Input data
'''
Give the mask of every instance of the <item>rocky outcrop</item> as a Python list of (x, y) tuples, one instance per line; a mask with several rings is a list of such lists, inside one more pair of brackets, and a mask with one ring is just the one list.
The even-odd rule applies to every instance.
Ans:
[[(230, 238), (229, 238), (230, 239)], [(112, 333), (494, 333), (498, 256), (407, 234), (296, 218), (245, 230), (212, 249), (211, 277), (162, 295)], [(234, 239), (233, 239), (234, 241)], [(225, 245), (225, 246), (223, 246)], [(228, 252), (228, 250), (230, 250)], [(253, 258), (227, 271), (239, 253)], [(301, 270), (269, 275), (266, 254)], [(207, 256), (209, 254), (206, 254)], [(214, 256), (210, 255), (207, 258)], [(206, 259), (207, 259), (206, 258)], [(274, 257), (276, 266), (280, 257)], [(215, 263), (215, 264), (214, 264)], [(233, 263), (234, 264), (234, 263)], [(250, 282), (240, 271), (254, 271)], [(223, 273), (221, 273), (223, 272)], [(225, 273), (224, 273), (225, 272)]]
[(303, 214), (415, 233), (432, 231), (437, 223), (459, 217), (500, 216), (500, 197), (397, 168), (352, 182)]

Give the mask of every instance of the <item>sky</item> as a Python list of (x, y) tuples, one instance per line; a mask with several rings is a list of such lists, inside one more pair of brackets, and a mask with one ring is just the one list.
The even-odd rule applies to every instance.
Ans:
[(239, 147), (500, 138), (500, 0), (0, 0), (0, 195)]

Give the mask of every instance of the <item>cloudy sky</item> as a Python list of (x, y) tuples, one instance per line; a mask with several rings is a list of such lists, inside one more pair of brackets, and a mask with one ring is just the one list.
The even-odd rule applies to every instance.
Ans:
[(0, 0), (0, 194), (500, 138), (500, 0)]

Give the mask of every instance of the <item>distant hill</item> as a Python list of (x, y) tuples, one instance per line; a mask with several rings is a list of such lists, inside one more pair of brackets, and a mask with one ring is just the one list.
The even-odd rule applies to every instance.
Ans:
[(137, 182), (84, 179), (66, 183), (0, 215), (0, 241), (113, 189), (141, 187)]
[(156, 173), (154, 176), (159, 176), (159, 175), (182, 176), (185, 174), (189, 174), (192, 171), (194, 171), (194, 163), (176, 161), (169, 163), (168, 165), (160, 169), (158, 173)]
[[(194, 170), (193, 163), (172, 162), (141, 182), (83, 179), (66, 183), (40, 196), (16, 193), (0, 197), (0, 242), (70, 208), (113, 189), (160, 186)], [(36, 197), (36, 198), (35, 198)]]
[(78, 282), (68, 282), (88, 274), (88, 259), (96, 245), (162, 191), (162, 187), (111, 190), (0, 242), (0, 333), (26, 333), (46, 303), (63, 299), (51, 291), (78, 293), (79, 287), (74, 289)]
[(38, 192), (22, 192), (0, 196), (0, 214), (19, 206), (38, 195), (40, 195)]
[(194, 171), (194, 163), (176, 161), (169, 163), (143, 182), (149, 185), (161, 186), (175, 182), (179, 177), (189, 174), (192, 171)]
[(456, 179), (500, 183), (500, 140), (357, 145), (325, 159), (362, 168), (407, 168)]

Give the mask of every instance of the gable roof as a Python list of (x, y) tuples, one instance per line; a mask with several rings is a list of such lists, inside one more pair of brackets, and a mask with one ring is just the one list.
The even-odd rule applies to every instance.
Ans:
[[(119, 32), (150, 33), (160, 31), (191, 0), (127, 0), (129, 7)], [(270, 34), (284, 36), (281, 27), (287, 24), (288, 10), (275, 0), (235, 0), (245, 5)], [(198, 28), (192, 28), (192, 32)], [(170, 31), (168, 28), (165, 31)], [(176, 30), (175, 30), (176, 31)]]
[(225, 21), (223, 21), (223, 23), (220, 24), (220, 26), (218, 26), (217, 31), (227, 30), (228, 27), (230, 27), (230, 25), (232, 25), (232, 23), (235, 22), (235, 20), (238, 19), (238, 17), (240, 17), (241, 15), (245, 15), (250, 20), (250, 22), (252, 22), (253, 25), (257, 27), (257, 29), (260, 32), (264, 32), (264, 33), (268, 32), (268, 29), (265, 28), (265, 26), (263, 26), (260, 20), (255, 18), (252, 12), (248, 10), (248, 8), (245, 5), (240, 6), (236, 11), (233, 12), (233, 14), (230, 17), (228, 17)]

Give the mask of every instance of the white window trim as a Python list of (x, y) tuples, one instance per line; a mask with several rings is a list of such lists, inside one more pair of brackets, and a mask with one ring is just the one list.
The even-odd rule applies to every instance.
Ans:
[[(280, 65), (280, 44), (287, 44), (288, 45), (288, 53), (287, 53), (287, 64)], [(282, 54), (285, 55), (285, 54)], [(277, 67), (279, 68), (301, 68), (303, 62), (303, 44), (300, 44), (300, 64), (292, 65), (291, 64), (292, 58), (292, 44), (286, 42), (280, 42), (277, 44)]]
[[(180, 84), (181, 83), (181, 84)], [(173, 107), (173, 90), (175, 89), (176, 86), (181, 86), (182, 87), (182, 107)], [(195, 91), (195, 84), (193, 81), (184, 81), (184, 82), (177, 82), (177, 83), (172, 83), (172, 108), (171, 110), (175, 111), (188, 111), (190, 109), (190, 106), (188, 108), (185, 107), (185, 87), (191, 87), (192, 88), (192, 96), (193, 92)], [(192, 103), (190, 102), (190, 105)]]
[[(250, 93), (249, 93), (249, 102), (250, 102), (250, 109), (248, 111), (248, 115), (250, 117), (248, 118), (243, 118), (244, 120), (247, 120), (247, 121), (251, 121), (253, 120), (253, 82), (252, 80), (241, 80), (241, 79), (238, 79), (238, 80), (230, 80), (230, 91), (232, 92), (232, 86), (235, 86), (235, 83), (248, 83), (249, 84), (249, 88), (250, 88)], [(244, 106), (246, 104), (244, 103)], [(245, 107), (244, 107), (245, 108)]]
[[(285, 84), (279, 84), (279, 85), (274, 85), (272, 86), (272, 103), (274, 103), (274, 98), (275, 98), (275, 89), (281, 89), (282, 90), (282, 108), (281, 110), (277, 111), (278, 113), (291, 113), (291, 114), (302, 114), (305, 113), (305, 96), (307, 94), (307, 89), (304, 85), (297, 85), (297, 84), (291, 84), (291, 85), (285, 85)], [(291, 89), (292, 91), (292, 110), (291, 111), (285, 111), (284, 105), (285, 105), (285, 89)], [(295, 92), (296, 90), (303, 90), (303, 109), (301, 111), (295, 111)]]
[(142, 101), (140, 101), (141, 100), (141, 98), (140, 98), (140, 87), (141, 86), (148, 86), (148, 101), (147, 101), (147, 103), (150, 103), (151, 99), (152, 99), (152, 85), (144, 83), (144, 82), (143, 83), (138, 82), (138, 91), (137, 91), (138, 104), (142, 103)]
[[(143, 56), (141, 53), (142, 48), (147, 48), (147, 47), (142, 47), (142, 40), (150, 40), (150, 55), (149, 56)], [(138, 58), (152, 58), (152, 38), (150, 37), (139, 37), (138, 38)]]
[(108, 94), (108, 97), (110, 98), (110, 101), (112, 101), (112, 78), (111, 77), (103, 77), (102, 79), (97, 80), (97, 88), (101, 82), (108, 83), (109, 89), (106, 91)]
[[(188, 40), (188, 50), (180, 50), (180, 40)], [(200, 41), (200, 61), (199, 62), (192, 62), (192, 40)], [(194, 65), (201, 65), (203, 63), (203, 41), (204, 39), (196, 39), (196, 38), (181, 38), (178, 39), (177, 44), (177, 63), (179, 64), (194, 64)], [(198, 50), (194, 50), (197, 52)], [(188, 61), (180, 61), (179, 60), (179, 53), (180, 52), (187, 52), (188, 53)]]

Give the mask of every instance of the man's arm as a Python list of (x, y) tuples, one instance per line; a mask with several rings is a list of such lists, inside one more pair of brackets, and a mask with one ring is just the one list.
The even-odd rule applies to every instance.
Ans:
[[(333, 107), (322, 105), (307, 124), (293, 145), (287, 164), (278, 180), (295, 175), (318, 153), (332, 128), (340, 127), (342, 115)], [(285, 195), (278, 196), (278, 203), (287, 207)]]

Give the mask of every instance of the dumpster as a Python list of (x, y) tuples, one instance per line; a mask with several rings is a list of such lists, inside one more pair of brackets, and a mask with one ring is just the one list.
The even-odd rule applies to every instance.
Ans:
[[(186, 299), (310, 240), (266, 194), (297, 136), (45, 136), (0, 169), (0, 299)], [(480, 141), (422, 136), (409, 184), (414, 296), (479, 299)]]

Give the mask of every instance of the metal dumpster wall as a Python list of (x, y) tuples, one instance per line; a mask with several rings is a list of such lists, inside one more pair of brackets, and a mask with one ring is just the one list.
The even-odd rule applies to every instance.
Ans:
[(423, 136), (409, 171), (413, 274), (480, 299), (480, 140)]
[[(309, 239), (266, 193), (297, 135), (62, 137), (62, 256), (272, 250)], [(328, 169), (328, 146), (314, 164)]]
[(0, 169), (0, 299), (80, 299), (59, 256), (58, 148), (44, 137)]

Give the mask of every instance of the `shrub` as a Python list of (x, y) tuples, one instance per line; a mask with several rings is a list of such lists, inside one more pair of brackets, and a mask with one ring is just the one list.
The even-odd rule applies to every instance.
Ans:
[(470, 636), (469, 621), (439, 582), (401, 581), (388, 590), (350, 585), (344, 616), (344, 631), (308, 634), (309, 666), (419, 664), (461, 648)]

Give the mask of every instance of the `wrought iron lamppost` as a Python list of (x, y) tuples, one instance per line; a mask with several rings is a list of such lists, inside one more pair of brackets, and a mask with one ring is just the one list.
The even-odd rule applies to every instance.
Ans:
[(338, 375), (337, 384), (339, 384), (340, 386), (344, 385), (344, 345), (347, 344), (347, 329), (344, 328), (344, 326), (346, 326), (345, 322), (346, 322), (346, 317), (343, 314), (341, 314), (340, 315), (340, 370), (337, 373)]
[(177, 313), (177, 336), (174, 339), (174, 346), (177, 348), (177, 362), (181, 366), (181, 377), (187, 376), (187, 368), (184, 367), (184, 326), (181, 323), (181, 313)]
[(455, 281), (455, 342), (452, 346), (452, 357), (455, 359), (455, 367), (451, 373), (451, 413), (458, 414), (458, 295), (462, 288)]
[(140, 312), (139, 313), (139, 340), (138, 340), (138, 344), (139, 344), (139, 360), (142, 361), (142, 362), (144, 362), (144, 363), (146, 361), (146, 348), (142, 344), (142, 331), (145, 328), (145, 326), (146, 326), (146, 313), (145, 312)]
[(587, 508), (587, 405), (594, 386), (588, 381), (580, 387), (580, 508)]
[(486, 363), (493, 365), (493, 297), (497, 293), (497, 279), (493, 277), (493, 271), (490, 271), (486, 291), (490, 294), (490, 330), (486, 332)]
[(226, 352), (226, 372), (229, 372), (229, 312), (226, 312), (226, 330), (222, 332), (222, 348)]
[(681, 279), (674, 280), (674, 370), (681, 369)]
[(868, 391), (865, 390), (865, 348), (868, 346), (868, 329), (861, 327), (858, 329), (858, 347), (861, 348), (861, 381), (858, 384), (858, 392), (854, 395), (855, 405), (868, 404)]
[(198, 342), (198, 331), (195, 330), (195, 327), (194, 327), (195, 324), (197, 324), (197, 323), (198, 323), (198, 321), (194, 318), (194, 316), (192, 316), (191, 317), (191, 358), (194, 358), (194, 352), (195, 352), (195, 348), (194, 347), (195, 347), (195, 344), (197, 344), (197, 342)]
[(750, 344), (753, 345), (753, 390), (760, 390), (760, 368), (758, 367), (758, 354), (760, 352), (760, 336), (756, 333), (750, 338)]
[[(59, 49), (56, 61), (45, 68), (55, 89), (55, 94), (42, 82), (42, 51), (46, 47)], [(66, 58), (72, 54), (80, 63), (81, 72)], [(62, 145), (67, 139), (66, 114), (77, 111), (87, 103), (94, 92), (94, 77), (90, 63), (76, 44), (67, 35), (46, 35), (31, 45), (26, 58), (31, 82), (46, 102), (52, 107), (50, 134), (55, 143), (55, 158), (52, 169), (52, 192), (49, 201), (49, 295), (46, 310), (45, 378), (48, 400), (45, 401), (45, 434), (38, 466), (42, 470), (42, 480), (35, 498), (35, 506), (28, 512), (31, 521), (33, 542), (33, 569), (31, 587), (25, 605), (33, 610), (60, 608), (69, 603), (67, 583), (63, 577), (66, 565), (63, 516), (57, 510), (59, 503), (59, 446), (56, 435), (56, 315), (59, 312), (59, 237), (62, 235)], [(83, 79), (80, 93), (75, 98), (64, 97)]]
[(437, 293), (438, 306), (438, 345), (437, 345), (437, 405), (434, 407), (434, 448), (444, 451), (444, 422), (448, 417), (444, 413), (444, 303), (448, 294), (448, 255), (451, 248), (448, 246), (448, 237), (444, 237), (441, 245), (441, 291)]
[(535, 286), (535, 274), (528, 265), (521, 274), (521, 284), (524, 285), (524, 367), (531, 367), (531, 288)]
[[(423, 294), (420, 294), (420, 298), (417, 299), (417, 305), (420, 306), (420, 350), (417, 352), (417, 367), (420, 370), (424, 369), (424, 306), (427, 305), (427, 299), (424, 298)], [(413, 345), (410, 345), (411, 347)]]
'''
Work instruction
If a line above includes the string "item", pick it out.

Solved exercise
Give the mask of every instance of the <item>rocky outcrop</item> as a Python list of (x, y) tuples, one instance per line; a mask with several rings is a list of such lists, inside one more pair of brackets, and a mask with one ring is just the one list.
Give the mask of every instance of the <item>sky</item> as a Python list of (x, y) tuples, one instance per line; a mask with several rings is a list of such lists, inside one more pair of brackets, and a mask with one ring is just the one list.
Give the mask of every instance of the <item>cloudy sky</item> as a Python list of (x, y) tuples, one instance per line; a mask with several rings is a list of such lists, inside one more pair of brackets, and a mask with one ring is just the one list.
Give the mask of every instance of the <item>distant hill</item> as a Python list of (x, y) tuples, one instance per line; a mask with several rings is a list of such lists, inside one more pair of brackets, and a mask with one ring is just the one list.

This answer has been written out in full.